Extracted records:

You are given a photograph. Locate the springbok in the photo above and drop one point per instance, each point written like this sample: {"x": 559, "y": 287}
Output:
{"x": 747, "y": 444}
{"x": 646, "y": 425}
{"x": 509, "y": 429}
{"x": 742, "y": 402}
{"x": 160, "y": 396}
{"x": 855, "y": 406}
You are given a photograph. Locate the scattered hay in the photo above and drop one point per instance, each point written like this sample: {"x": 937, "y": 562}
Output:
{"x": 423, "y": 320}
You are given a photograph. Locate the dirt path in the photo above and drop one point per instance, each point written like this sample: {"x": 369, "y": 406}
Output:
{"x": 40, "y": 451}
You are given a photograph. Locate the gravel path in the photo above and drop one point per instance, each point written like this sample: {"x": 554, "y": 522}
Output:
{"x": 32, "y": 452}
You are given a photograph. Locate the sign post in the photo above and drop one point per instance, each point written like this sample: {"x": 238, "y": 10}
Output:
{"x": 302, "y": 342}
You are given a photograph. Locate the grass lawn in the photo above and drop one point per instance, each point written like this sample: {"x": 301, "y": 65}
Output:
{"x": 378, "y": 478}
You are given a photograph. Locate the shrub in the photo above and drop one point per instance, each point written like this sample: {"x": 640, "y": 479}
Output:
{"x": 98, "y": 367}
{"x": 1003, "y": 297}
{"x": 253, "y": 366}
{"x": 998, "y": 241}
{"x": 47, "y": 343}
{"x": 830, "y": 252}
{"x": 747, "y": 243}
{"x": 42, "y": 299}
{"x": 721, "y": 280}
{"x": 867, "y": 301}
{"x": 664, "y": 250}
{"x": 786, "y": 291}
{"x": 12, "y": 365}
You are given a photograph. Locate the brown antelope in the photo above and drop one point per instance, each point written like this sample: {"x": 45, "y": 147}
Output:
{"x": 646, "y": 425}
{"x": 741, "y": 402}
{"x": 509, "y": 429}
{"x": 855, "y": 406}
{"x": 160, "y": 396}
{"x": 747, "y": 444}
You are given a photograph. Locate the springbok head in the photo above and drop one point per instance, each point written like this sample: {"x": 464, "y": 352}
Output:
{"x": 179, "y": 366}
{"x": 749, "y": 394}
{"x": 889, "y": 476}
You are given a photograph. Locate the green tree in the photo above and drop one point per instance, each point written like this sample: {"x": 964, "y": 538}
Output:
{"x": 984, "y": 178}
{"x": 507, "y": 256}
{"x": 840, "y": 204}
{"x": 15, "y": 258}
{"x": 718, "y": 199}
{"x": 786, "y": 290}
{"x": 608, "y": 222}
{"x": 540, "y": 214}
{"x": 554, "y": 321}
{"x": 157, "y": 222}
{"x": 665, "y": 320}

==

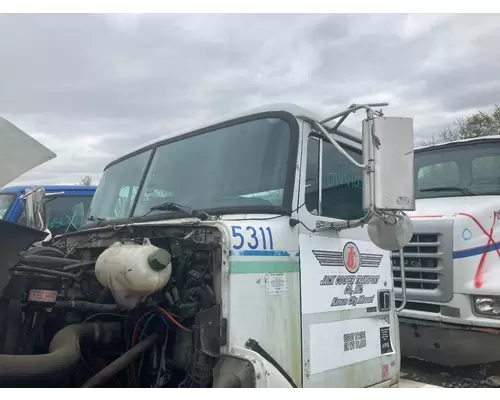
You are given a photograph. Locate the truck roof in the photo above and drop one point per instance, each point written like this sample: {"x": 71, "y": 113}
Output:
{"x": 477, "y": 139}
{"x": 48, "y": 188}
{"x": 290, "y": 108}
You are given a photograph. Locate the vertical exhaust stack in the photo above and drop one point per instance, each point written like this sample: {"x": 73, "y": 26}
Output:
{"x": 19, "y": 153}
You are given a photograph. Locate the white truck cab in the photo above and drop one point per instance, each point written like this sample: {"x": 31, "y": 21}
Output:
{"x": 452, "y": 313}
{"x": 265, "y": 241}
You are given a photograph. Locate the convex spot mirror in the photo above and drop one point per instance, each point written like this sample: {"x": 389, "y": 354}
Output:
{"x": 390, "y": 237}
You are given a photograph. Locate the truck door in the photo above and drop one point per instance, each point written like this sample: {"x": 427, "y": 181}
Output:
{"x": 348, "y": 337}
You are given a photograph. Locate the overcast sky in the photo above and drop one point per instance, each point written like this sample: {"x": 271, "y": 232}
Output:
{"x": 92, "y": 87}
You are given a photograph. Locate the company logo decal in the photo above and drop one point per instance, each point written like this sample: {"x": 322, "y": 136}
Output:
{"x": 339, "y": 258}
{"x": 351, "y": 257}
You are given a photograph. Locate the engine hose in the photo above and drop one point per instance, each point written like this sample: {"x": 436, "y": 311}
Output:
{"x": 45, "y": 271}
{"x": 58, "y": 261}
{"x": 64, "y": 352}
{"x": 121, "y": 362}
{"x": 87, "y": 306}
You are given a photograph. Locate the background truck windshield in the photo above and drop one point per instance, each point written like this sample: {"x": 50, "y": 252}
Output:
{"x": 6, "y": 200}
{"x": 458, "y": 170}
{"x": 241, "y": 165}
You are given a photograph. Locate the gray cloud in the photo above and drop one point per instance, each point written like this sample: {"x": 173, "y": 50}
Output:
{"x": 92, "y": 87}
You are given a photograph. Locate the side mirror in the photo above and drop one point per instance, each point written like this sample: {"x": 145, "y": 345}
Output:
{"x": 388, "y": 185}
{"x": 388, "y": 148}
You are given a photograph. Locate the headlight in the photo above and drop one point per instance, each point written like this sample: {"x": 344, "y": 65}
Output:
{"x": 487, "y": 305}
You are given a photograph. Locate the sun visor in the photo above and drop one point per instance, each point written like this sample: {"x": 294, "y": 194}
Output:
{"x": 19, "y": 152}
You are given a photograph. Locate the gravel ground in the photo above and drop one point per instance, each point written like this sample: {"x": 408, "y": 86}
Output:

:: EXERCISE TASK ::
Please pull out every line of the records that contains the word "gravel".

:: OUTPUT FOR THIS TASK ::
You are given a photograph. Locate the gravel path in the photo above and drop one point per instance, each point written like this sample: {"x": 554, "y": 522}
You are given a photograph. Locate the gravel ground in the photo above and drop one point per instance, each point written like this sample: {"x": 408, "y": 86}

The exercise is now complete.